● Written problem: Count the lines in the rows below that contain the word "every". Reply with the number alone.

● Task data:
========

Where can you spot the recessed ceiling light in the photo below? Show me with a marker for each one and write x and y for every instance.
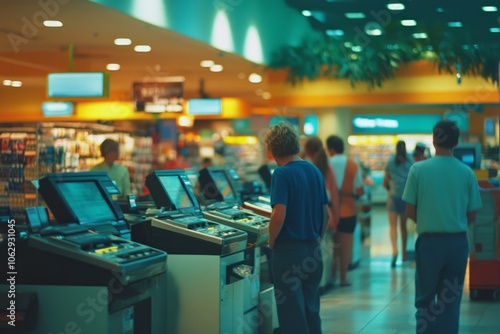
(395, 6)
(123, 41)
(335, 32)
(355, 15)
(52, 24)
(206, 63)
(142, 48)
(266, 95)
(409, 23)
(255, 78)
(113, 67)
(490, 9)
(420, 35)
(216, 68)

========

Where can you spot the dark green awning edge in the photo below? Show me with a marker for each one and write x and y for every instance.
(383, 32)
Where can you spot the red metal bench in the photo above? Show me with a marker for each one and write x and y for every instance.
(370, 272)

========

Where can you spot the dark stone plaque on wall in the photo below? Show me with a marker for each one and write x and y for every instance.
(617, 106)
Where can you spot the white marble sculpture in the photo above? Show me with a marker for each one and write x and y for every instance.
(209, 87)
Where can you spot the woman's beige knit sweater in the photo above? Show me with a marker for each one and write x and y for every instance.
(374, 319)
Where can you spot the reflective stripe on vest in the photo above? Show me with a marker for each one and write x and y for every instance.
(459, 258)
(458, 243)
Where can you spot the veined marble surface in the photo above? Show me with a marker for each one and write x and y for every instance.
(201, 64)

========

● Written response: 8